(Beginning of Extracted records)

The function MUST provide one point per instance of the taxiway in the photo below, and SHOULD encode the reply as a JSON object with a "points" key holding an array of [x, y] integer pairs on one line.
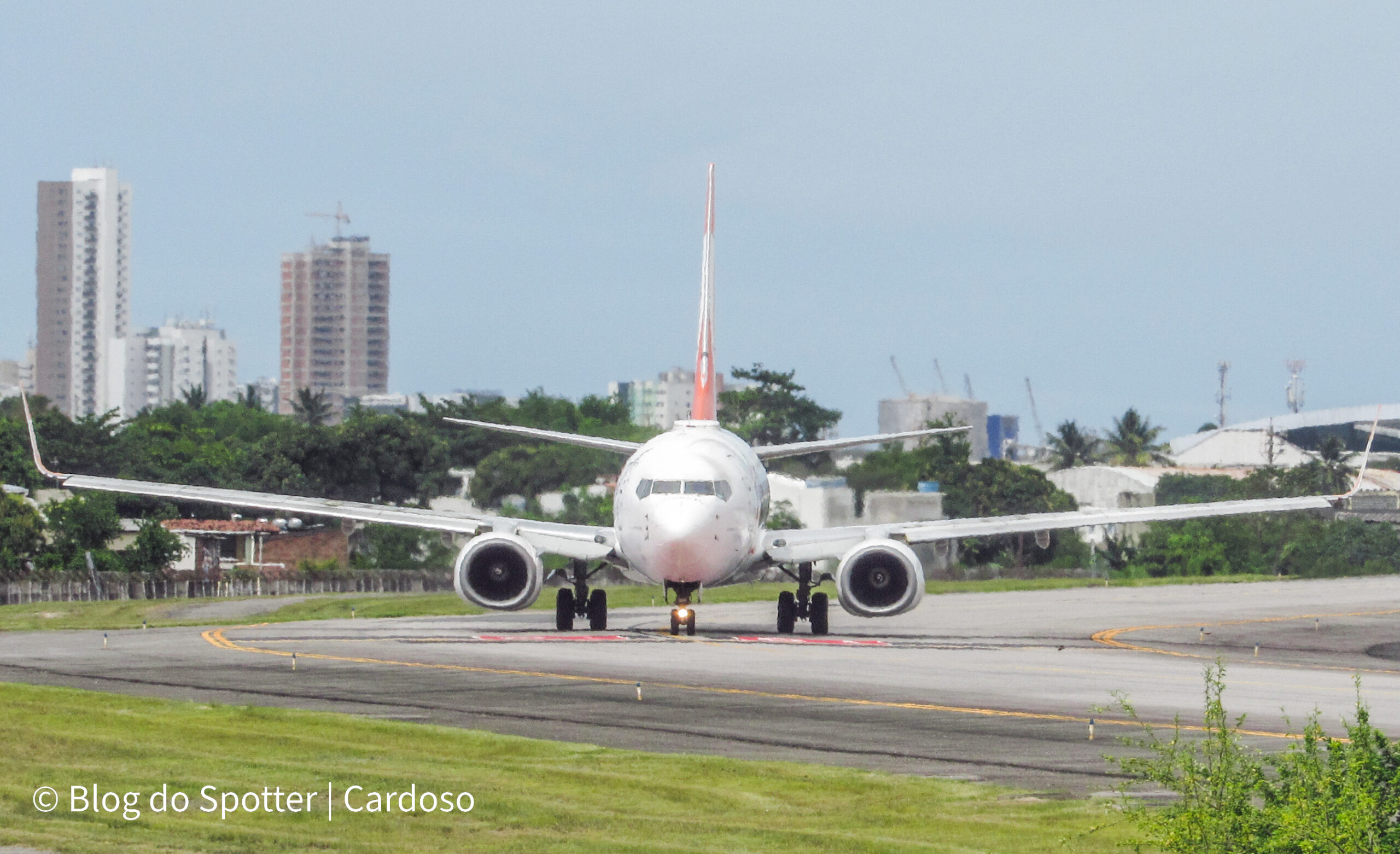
{"points": [[991, 687]]}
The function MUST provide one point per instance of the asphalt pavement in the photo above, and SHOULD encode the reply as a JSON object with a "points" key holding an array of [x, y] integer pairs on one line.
{"points": [[982, 687]]}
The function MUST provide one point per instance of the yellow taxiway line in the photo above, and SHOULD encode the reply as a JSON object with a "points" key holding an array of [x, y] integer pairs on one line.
{"points": [[216, 637]]}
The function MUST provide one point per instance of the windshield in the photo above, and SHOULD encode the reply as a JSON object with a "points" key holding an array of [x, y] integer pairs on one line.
{"points": [[689, 487]]}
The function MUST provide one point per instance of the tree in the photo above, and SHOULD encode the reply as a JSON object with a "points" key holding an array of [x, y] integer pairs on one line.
{"points": [[396, 548], [1333, 458], [1133, 441], [251, 397], [1071, 446], [154, 549], [783, 517], [774, 412], [311, 408], [81, 524], [21, 535]]}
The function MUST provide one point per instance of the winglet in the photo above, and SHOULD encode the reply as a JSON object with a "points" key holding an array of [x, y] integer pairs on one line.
{"points": [[34, 441], [1366, 458], [704, 405]]}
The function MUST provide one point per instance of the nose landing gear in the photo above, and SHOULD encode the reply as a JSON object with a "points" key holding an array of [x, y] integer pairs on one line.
{"points": [[682, 614], [806, 605], [581, 602]]}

(End of Extracted records)

* **Goal of the exercise**: Only the lines from the line with "The function MUST provide one point per instance of the winglet" to the final line of the entries are to be returned, each exactly as written, both ends included.

* **Task result**:
The function MUST provide one point per instance of the winglet in the photo above, and SHOULD encode the reply as a JSON object with a "points" key holding an array of [x, y] integer pairs on one line.
{"points": [[34, 441], [1366, 458], [704, 405]]}
The function MUST provide one point per instance of the nose landing gear in the photo above, and SHOULD encode the reply as a JSON object with a "points" key holding an array of [x, y] integer pairs on one line.
{"points": [[682, 614], [806, 605], [581, 602]]}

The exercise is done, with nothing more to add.